Objective - Could you write out every entry exactly as it stands?

Input rows -
──────────────────────────────

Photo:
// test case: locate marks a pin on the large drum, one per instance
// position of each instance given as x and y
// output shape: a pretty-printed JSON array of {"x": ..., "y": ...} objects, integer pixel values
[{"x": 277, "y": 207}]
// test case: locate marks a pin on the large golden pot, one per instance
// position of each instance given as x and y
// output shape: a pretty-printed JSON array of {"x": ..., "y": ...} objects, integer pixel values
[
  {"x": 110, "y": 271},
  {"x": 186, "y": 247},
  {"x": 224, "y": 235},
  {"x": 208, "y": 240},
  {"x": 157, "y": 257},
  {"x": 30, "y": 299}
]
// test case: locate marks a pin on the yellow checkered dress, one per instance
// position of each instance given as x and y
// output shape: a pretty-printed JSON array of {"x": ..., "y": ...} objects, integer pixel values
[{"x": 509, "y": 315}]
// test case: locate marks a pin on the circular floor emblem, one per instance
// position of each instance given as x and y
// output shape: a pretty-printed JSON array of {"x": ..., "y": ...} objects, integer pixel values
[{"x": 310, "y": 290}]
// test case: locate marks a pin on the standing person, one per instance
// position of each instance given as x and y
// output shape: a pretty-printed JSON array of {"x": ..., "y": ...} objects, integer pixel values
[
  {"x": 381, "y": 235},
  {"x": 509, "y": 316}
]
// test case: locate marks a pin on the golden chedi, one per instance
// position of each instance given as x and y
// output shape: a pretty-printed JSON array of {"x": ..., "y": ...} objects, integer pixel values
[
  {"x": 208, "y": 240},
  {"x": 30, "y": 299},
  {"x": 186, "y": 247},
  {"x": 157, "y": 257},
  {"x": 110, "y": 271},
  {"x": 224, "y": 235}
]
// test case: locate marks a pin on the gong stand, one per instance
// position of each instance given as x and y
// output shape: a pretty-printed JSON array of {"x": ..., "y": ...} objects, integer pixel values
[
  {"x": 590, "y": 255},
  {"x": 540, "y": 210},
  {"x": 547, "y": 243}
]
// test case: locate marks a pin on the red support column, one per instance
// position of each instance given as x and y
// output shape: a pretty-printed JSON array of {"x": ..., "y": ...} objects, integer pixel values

──────────────────────────────

Output of the exercise -
Photo:
// test case: locate marks a pin on the large drum, one per instance
// position of each instance given as x and y
// output shape: a pretty-printed JSON array of {"x": ..., "y": ...} objects, integer pixel values
[{"x": 277, "y": 207}]
// test case: locate marks a pin on the large golden pot, one per instance
// position of each instance given as x and y
// output shape: a pretty-printed JSON array of {"x": ..., "y": ...} objects, integer pixel values
[
  {"x": 110, "y": 271},
  {"x": 186, "y": 247},
  {"x": 224, "y": 235},
  {"x": 208, "y": 240},
  {"x": 157, "y": 257},
  {"x": 30, "y": 299}
]
// test case: locate marks a pin on the yellow checkered dress, one per instance
// position of each instance given as x and y
// output shape: a pretty-printed JSON array of {"x": ..., "y": ...} objects, integer pixel values
[{"x": 509, "y": 315}]
// test case: locate marks a pin on the circular floor emblem, one per instance
// position of each instance given as x and y
// output shape: a pretty-printed JSON array of {"x": ..., "y": ...} objects, integer pixel values
[{"x": 310, "y": 290}]
// test case: locate marks a pin on the standing person, one per instance
// position of each instance given as x and y
// output shape: a pretty-printed JSON array of {"x": ..., "y": ...} objects, integer pixel values
[
  {"x": 381, "y": 235},
  {"x": 509, "y": 316}
]
// test case: locate marks a pin on the golden chedi, one per instance
// position of each instance given as x and y
// output shape: a pretty-printed JSON array of {"x": ..., "y": ...} objects, integer pixel values
[
  {"x": 208, "y": 240},
  {"x": 30, "y": 299},
  {"x": 186, "y": 247},
  {"x": 157, "y": 257},
  {"x": 110, "y": 271},
  {"x": 224, "y": 235}
]
// test case: locate marks a pin on the gong stand, one per instance
// position of each instance given as x and y
// output shape: a pretty-printed JSON array of {"x": ..., "y": ...} objects, integer pixel values
[
  {"x": 590, "y": 255},
  {"x": 540, "y": 210},
  {"x": 547, "y": 243}
]
// test case: locate marks a pin on the red support column, one per instance
// position of each instance given as x and y
// output shape: a pretty-printed JSON array of {"x": ..., "y": ...} objects, integer pixel values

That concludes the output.